▶

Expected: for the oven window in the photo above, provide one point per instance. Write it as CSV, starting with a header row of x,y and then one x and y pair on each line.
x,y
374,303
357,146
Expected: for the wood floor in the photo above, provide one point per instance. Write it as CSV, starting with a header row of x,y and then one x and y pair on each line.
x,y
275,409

◀

- **WHAT YOU ARE ASKED TO DO**:
Rename "instance" to "occurrence" throughout the material above, and reproduce every line with no other change.

- **ANSWER TO THE TASK**:
Expected: for the oven window in the photo above, provide one point per occurrence. Write it as CSV, starting with a header row of x,y and then one x and y pair on each line.
x,y
374,303
357,146
Expected: for the wood floor in the photo above, provide one point per occurrence. Write it as CSV, starting with a header row of x,y and then one x and y pair on each line.
x,y
275,409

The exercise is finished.